Problem to solve:
Pictures aside, return all of the records exactly as they stand.

Source material:
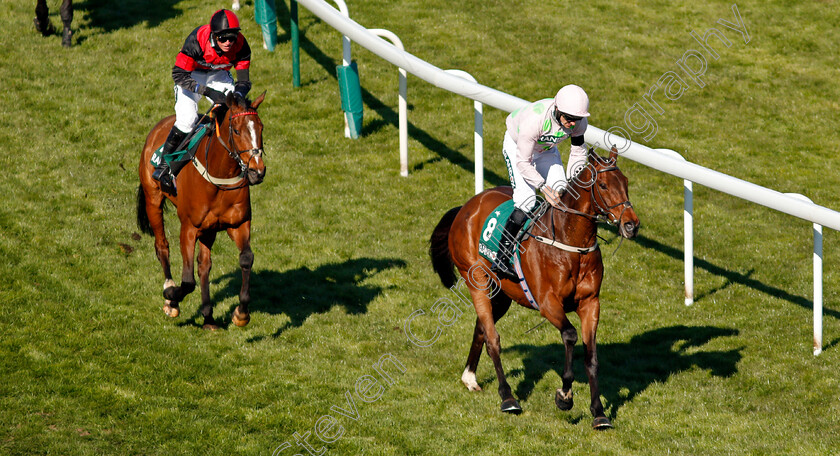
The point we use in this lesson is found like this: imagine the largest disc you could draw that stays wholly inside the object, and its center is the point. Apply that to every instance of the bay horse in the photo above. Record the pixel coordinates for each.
(563, 277)
(213, 195)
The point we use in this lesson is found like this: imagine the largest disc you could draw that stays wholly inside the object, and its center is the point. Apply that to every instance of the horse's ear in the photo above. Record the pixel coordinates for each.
(256, 103)
(592, 154)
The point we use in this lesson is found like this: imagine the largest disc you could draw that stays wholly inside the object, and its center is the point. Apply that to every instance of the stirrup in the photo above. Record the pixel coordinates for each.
(167, 183)
(504, 271)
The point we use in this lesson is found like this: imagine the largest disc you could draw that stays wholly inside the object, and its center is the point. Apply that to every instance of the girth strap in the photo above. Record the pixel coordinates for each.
(565, 247)
(215, 180)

Exercise answer:
The point we use in this lesson is found like this: imagine the largest disc you could draw that stays wholly inside the object, and its center is the point. Apply that to every instance of the bay horse in the photo above. Record the pixel coordinates for each.
(563, 277)
(213, 195)
The point we use in this lesson is found like this: imagine the largest disc you could draw that stays wholly inside the object, and its center is the point. Apply that to every instance of the horse's ear in the photo above. Record the pixel coordinates for each.
(256, 103)
(592, 154)
The point we use in this lesson is found like this: imagine the largest disc you could draw that stays wholly inside the object, and its center is the point. Apply that to every instance of the stirrup in the photo above. Record the pixel coordinates for each.
(167, 183)
(504, 271)
The point we use in this lesson is found like this: imagine the largest disc you could draw that stays wholly inside the object, and its center is the point. Apply that to every instance of the girth strap in the photo above. Record the pixel coordinates for each.
(565, 247)
(215, 180)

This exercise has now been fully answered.